* TEXT EXCERPT *
## BEGIN

Some people called my own previous post Skype bashing. It may have had a bit of drama in it, but hey, folks. The facts are thus: Skype had a global outage of two days. None of the cable/Internet/mobile/other-communication companies that I’ve interacted with over the past ten years have had an outage of this length and magnitude. Skype got it fixed, and that’s great. Events like this always eat into the “trust credit limit” that any company has from its customers. What it means in practice and in the long run remains to be seen. I personally was annoyed, but it would be even more annoying and costly for me to look for some other solution because apart from the outage, Skype keeps working great for me and hopefully there won’t be any other glitches of this magnitude any time soon any more. Skype has also posted an explanation of what happened that sounds fairly plausible.

Now I’m not really sure what’s up with the Microsoft connection and why there needed to be these follow-up posts from both sides. As Villu said, “It’s not what you say. It’s what they hear.” So my guess is that someone, somewhere read what was posted and got annoyed and set some background communication in motion that resulted in the followup posts.

(And the following is no longer referring strictly to this outage case any more… it’s more of a general idea where this outage case is just one example, and I believe it’s more an example of how to get things right than the opposite.) It’s difficult to get everything right the first time. The more high-profile you are, the more eyeballs you have tracking everything that you do and the more likely it is that someone “up there” is not going to like something that you do.

## END

* EXERCISE SET *
(1) Can you repeat the Skype outage post word for word, everything from "Some people called" down to "sounds fairly plausible."?
(2) Could you carry on the Skype outage post from the point where it stops?
Nothing in the lines that come next is needed here.

* EXTRACTED RECORDS *

## BEGIN

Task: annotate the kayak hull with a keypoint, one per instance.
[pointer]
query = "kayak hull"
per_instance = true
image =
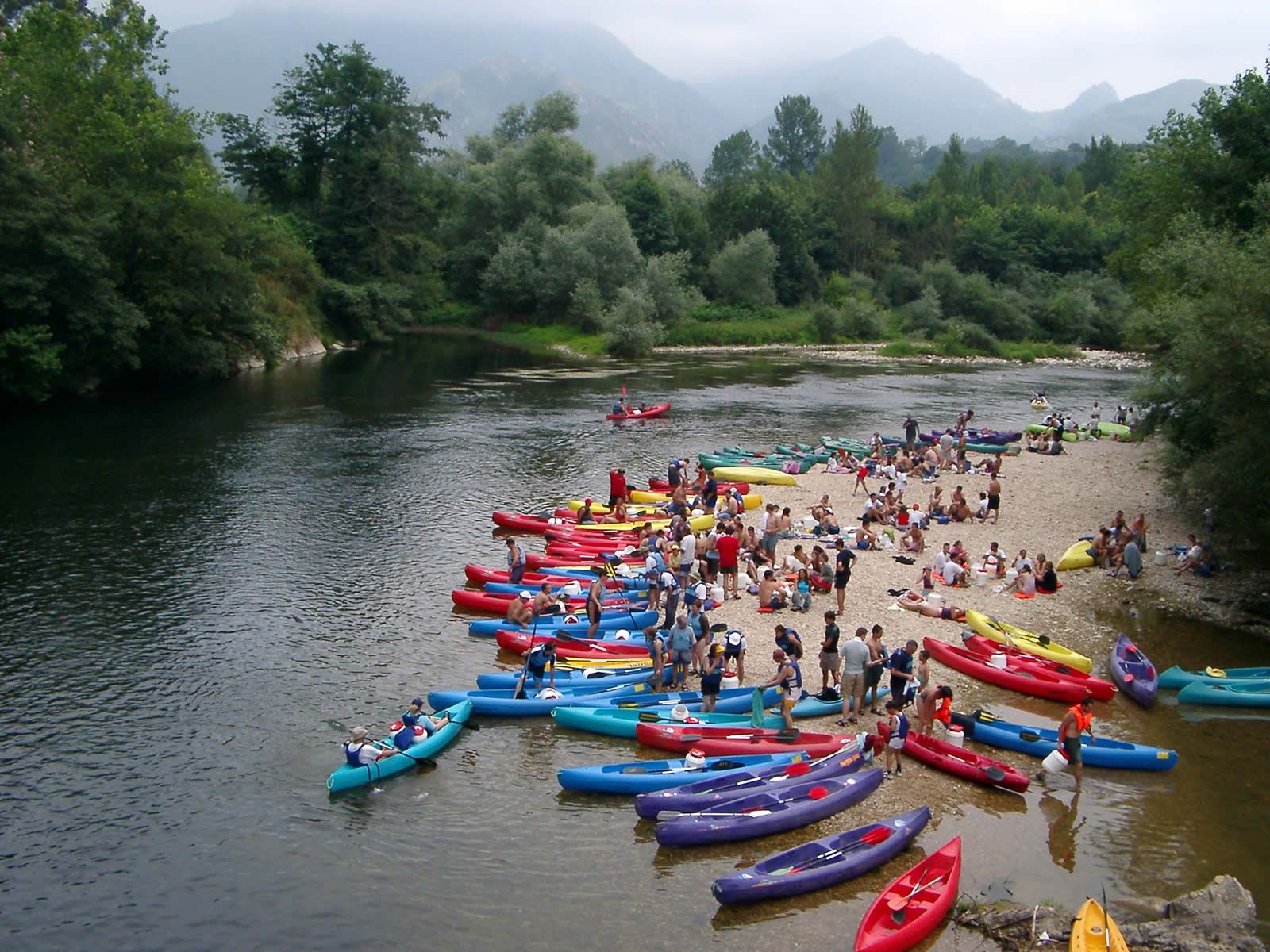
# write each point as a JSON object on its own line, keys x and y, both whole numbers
{"x": 813, "y": 867}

## END

* EXPECTED OUTPUTS *
(1)
Some people called my own previous post Skype bashing. It may have had a bit of drama in it, but hey, folks. The facts are thus: Skype had a global outage of two days. None of the cable/Internet/mobile/other-communication companies that I’ve interacted with over the past ten years have had an outage of this length and magnitude. Skype got it fixed, and that’s great. Events like this always eat into the “trust credit limit” that any company has from its customers. What it means in practice and in the long run remains to be seen. I personally was annoyed, but it would be even more annoying and costly for me to look for some other solution because apart from the outage, Skype keeps working great for me and hopefully there won’t be any other glitches of this magnitude any time soon any more. Skype has also posted an explanation of what happened that sounds fairly plausible.

(2)
Whenever this happens, then you have a choice if you’re the person on the receiving/reading end and come across something you don’t like. The first option is to immediately assume malicious intent and that the poster did something nasty on purpose and is out there to get you, and that the right way to get back would be to call names, start a fight and make the fuss even bigger.

The second option is to assume that everyone is a reasonable person with noble purposes, and that there may be nothing more than a just different understanding of what some word and sentences say or mean. And there’s always a simple way to fix this, and that would be with further follow-up communication. I do believe that it’s always better to over- rather than undercommunicate, and that’s especially true at the time of crisis. (Any basic PR and crisis management textbook will tell you the same thing.)

Unfortunately, people often fall back to name-calling and fight-picking. The world is rife with examples from business and politics on this. I’m afraid I’ve also done it myself at times. I’ve found that a little drama and figurative speech sometimes helps to make myself more clear, but if there’s too much of it, it can escalate into hysteria. But the opposite, no drama and soul at all, would mean that you speak dryly like a robot and no one will understand or care what you say.

So it’s a delicate balancing act — making yourself be heard, but in a professional manner, listening to everyone involved and without resorting to hysteria or name-calling. And how to get it right is a perpetual learning act for everyone involved in public communications.